Work to be completed = Go through the listing and copy each line that has the string "vest" in it.

Data to process =
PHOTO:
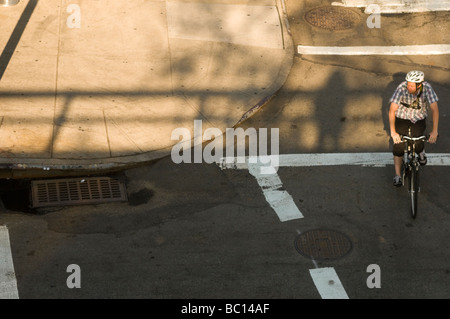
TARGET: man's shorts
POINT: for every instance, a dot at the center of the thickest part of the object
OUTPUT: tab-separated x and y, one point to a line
417	129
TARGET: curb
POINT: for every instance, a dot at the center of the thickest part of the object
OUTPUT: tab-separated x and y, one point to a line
42	168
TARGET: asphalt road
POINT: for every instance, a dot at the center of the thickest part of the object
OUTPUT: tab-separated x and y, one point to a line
195	231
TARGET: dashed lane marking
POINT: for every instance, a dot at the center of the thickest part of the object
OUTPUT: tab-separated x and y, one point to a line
427	49
328	283
280	200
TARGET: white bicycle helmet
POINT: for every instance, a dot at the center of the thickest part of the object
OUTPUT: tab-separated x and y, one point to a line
415	76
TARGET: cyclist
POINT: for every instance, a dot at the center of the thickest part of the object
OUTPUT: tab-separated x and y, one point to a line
409	108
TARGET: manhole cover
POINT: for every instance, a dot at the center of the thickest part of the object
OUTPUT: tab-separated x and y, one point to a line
320	244
332	18
76	191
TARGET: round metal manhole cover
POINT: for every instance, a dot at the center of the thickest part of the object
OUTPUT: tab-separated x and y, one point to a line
332	18
323	244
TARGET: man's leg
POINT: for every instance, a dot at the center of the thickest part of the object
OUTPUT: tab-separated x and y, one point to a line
398	165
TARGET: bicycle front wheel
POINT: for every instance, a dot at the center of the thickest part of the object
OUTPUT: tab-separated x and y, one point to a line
414	190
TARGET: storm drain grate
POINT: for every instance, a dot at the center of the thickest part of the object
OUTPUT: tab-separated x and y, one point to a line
323	244
332	18
77	191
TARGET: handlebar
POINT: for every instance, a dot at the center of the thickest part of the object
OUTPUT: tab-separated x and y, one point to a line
414	139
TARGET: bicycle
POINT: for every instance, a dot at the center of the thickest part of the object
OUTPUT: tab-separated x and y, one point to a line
411	168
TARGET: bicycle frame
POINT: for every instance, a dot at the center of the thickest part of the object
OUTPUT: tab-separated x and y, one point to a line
411	168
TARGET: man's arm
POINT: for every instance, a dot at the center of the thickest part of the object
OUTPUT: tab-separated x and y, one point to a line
434	133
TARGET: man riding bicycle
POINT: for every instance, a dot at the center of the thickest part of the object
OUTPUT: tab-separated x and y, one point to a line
409	108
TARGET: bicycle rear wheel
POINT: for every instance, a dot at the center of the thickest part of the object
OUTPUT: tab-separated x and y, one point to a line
414	190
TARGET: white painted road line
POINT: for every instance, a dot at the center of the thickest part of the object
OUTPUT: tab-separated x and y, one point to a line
8	283
430	49
328	284
333	159
280	200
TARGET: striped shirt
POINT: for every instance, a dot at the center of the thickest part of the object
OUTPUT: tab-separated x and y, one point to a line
402	98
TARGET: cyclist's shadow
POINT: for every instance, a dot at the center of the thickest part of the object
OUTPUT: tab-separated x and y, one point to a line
389	90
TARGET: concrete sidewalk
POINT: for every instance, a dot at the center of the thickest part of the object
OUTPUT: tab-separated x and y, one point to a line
398	6
102	84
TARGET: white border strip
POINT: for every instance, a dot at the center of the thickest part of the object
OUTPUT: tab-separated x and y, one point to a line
328	284
430	49
8	283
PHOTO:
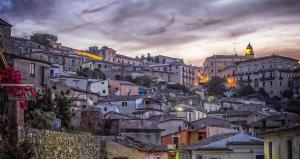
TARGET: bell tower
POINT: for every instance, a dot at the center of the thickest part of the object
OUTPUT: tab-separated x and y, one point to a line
249	51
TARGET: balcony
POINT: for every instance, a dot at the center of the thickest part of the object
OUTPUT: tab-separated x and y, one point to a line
262	70
270	69
267	78
248	73
288	70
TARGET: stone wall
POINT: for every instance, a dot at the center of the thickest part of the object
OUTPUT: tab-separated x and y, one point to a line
58	145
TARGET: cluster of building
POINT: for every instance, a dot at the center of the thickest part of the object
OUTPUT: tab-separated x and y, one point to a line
160	122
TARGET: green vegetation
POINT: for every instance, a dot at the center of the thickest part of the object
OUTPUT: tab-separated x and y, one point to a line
44	108
88	73
215	86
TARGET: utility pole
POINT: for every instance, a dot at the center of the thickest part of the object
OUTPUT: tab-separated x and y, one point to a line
3	61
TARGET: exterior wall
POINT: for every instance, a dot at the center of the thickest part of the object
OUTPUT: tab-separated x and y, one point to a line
279	142
171	126
42	72
130	108
208	107
190	115
215	64
53	145
146	136
122	88
238	153
100	87
115	150
183	139
273	73
73	82
126	88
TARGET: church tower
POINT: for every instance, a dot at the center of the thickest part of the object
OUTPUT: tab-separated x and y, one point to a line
249	51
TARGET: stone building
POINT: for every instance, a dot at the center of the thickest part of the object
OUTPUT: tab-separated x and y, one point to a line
296	83
33	71
230	145
282	143
215	64
91	118
271	73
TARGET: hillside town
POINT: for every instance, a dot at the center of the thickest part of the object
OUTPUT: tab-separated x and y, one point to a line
63	102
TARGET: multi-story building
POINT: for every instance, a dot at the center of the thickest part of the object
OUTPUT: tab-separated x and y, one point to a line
271	73
181	73
296	83
33	71
214	65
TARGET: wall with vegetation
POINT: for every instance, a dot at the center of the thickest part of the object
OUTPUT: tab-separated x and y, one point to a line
54	145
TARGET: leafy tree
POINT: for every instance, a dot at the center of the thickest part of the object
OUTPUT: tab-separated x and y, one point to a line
45	107
41	39
215	86
88	73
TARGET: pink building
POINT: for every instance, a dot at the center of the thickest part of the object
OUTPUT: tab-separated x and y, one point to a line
123	88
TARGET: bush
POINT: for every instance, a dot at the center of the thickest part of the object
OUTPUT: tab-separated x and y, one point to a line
216	86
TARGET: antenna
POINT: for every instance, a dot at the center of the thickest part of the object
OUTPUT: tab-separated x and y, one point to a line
234	44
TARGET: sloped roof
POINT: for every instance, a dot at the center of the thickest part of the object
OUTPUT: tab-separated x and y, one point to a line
221	141
134	143
120	98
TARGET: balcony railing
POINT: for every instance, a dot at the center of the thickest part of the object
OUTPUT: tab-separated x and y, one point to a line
267	78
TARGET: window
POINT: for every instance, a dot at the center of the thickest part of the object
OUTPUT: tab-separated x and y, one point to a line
200	137
290	151
124	104
199	157
73	62
176	141
270	150
32	69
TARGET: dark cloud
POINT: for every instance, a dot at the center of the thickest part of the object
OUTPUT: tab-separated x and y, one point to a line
138	25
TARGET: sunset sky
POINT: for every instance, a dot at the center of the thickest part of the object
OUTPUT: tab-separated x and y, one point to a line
188	29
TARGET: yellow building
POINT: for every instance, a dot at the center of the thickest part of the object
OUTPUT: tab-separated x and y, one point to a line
283	143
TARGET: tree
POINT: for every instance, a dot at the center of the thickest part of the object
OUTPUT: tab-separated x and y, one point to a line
63	111
41	39
215	86
45	108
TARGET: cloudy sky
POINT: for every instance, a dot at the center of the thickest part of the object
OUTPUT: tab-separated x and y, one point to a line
188	29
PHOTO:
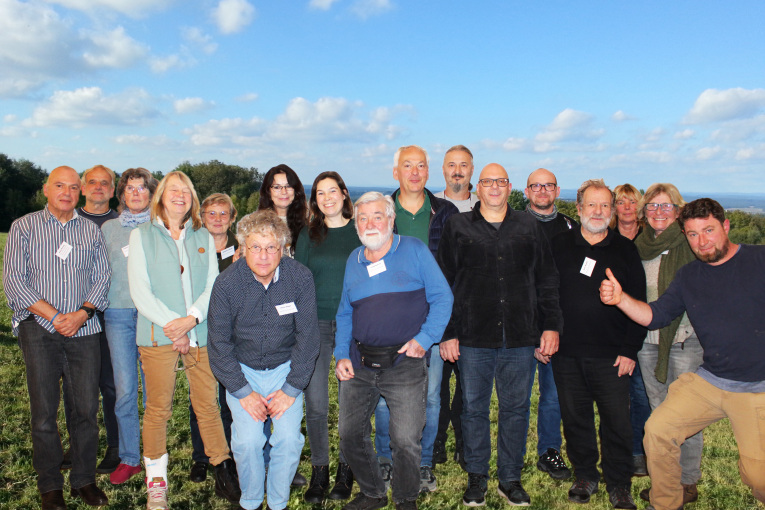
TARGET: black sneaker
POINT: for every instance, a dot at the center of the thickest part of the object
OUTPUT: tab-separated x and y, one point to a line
620	497
362	502
475	495
513	492
581	490
553	464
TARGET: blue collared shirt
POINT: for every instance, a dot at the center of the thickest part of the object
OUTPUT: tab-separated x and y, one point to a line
32	270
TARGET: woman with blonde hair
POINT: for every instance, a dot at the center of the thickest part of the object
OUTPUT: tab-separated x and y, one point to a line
171	271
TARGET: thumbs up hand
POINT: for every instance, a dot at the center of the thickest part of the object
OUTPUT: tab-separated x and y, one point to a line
610	289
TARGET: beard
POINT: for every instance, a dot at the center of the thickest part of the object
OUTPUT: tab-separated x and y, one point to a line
593	229
716	256
375	242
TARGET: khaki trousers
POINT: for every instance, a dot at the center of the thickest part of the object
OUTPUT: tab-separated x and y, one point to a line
691	405
158	366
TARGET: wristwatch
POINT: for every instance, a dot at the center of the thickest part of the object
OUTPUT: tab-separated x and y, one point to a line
90	311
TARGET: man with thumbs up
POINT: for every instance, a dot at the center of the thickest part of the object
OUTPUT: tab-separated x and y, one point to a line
598	348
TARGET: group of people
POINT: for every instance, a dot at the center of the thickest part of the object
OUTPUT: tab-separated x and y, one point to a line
404	291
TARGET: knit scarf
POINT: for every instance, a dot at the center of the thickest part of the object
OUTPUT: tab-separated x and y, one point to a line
650	246
128	219
543	217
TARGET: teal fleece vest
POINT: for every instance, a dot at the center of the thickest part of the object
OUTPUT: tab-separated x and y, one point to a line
164	268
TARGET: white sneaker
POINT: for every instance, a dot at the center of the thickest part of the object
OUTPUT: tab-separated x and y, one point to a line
156	498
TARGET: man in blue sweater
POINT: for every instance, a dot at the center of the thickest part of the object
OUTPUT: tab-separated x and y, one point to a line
723	293
394	306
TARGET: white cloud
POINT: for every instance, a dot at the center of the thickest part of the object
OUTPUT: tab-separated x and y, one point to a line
133	8
90	106
620	116
568	125
114	49
720	105
322	5
191	104
247	98
197	37
367	8
232	16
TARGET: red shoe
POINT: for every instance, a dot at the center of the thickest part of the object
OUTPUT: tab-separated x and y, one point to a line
123	473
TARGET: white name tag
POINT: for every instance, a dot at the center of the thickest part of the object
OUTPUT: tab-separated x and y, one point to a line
587	266
64	250
286	308
376	268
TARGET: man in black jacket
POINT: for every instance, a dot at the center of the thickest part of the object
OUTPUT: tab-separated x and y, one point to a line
418	214
505	285
598	347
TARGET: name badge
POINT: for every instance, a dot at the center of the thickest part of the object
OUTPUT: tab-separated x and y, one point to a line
587	266
286	308
376	268
64	250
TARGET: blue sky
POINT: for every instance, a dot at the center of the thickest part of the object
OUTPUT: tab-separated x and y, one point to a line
634	92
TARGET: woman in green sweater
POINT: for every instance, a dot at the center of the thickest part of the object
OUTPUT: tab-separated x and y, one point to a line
324	246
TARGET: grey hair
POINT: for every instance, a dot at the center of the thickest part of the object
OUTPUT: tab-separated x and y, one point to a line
264	222
592	183
405	147
376	196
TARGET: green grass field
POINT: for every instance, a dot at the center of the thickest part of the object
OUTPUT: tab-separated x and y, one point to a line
720	487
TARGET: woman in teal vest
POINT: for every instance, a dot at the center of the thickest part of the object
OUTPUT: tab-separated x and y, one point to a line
171	271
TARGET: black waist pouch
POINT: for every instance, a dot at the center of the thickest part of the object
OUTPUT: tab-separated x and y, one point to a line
378	357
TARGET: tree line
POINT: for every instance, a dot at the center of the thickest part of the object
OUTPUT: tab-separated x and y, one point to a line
21	184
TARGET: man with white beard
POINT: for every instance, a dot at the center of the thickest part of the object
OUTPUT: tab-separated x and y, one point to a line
395	305
598	347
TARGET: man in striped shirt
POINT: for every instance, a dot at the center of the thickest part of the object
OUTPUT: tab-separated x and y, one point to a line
55	275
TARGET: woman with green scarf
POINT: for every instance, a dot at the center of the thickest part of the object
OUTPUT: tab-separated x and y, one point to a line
675	349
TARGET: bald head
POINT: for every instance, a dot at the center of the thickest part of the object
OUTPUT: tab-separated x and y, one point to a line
542	190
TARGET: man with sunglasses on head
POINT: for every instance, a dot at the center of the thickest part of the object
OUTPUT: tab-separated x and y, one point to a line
501	270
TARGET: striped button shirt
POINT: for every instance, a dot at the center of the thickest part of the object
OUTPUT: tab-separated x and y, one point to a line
32	271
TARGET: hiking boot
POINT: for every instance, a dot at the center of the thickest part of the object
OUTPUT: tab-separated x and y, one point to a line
227	482
343	482
156	497
475	494
620	497
314	494
581	490
364	502
553	464
514	493
427	480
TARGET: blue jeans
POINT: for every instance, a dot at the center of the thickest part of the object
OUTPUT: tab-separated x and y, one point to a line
404	387
120	330
640	409
548	410
248	440
683	357
48	358
511	371
432	411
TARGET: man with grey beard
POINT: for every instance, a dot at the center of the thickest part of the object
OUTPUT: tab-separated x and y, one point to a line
598	347
394	306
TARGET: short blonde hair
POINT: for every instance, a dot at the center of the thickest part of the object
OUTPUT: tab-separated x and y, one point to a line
158	210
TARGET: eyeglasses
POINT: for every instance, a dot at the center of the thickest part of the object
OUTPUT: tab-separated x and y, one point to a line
656	207
550	186
181	368
136	189
215	214
270	249
488	183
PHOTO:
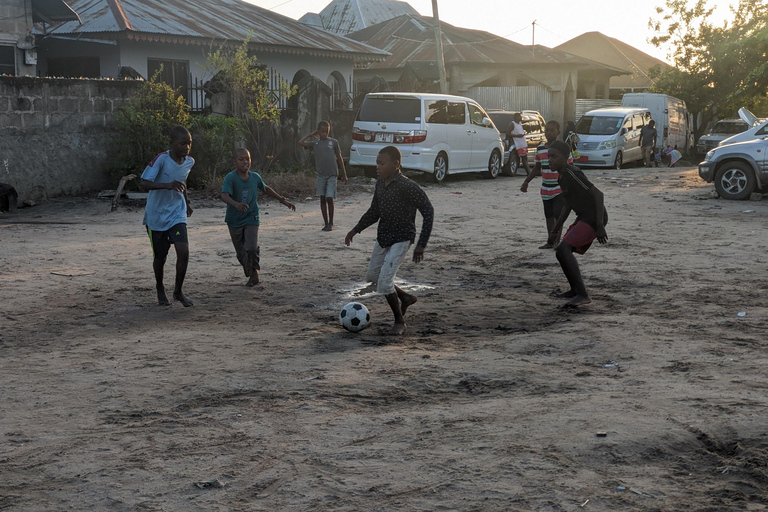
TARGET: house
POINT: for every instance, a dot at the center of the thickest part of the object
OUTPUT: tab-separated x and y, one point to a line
18	56
142	37
612	52
495	71
346	16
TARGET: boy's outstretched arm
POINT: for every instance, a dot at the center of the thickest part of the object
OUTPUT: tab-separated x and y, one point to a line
228	199
271	193
602	236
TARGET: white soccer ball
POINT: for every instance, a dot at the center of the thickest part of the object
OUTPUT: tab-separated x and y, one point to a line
354	317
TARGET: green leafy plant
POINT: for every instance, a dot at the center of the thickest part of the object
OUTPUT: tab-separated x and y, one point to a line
142	127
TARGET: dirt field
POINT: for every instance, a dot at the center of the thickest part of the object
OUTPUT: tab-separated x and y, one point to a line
494	400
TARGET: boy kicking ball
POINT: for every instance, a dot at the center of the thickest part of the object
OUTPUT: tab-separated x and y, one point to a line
586	200
395	201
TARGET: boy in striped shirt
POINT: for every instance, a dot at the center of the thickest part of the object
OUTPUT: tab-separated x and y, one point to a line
550	190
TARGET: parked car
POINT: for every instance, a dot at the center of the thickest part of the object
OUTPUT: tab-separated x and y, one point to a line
533	125
608	137
722	130
436	133
737	169
757	128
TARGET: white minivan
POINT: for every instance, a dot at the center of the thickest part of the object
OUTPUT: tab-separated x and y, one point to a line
608	137
436	133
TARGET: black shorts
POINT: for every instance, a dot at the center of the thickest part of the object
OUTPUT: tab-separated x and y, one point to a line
553	207
161	240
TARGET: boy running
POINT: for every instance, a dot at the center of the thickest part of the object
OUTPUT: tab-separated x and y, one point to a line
165	215
586	200
394	205
550	190
516	134
241	191
328	161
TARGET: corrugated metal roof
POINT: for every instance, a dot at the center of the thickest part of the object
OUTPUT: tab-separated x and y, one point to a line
51	11
202	21
345	16
412	38
607	50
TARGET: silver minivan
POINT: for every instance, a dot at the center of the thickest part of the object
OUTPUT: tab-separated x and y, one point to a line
608	137
436	133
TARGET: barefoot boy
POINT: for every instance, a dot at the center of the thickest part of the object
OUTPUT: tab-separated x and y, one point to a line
550	190
586	200
394	205
328	161
241	191
167	210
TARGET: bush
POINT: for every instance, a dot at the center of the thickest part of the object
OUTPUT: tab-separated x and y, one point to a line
214	140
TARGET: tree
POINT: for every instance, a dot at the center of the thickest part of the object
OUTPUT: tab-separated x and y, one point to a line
238	74
718	69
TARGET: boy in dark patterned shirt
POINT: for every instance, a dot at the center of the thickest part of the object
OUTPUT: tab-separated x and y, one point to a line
586	200
394	206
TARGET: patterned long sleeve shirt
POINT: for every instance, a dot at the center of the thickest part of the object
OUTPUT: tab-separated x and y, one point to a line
394	207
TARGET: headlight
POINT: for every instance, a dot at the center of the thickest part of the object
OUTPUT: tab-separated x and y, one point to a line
608	144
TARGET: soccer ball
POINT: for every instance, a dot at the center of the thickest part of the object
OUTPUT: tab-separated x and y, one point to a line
354	317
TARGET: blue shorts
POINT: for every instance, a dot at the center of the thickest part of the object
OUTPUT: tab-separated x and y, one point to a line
326	186
161	240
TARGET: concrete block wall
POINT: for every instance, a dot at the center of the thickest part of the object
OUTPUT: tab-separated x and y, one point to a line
55	132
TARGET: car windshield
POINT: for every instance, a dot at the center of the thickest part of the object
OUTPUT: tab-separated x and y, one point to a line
390	110
729	127
598	125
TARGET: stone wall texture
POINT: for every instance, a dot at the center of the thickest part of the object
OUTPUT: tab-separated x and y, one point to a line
54	133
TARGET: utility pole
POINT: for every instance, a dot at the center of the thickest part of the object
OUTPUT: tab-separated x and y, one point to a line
439	49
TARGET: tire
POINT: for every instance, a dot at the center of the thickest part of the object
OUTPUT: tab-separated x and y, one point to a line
511	168
494	165
735	180
441	168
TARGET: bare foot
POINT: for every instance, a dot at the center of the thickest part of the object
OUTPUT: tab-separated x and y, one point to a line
183	299
162	298
580	300
409	300
397	330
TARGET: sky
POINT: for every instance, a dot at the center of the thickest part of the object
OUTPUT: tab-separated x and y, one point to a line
625	20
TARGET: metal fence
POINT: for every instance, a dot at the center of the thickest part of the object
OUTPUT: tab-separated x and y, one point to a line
199	92
514	98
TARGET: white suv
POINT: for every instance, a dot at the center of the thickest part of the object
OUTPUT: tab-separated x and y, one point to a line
436	133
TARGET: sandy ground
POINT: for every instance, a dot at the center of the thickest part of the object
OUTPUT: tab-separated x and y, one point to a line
494	400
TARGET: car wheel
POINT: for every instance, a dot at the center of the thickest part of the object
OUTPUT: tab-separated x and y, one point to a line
441	168
619	161
494	165
735	180
511	168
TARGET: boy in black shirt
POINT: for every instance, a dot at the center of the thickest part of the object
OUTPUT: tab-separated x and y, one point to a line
586	200
394	206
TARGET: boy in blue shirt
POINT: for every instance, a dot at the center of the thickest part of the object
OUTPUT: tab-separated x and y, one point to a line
167	210
241	191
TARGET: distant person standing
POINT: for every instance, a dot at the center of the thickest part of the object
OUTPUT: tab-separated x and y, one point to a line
328	162
648	141
516	134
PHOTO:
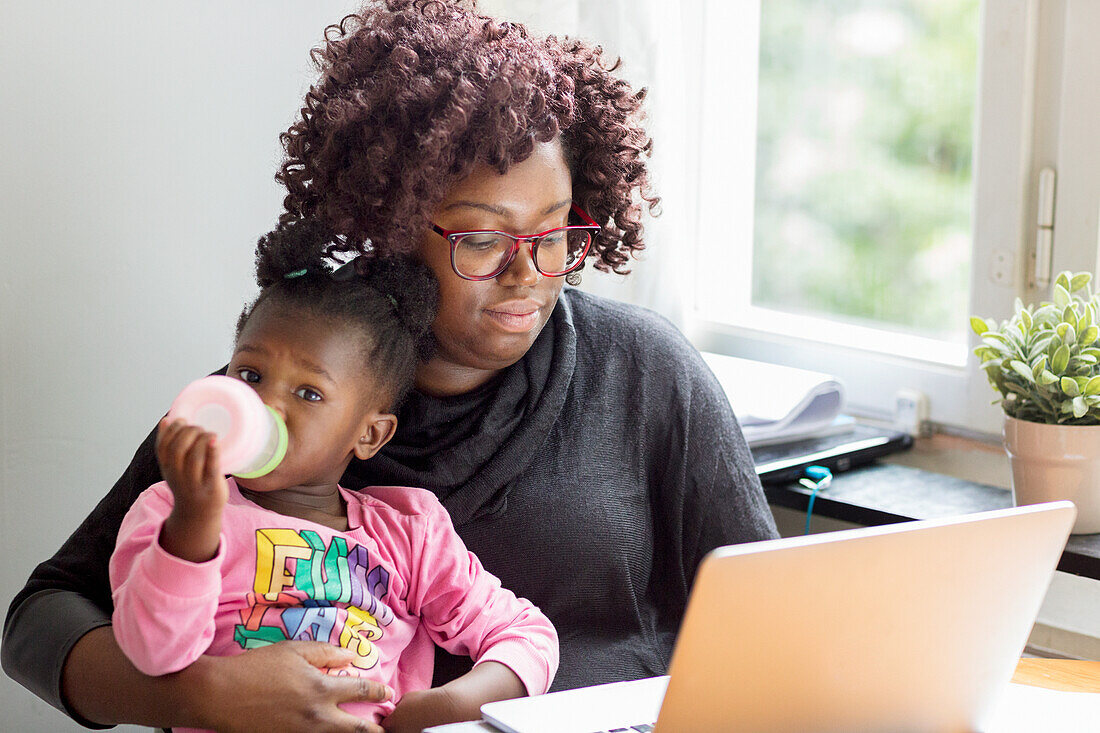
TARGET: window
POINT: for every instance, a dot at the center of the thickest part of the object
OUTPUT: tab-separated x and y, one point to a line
871	190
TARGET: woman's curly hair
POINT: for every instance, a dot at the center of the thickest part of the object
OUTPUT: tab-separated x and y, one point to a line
414	94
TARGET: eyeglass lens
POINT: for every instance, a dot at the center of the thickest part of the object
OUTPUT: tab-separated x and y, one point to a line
484	253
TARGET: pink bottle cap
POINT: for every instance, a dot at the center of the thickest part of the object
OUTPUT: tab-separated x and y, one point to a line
232	411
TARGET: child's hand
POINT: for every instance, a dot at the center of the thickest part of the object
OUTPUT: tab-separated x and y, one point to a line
189	463
421	709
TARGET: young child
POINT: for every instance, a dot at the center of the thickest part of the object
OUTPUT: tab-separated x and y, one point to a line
212	565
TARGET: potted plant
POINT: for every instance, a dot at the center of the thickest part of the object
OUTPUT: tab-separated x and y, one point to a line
1045	363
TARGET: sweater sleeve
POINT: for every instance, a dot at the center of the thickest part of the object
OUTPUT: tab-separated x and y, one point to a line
466	611
706	490
69	594
164	606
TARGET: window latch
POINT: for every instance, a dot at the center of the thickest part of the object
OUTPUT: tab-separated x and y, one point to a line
1044	230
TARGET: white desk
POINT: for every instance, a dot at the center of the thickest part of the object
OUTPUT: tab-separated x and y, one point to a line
1068	675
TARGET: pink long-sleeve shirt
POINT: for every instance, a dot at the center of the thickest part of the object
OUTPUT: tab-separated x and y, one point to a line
397	582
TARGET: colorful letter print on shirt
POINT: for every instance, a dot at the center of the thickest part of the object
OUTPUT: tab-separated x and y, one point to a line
306	590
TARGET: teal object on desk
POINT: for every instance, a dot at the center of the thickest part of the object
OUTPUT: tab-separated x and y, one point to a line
817	478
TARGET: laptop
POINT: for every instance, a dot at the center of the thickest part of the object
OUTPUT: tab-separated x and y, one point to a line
912	626
857	446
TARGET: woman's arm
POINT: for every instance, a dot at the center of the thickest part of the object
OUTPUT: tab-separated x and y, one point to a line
703	478
68	595
273	688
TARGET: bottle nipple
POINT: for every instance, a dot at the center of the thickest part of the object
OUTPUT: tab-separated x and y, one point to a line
252	437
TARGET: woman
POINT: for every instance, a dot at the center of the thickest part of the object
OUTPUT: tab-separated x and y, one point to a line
583	450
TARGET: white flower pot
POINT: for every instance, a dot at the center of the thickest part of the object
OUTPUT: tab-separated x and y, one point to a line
1051	462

Solution for this task =
TARGET: teal fleece vest
TARGET: woman in teal vest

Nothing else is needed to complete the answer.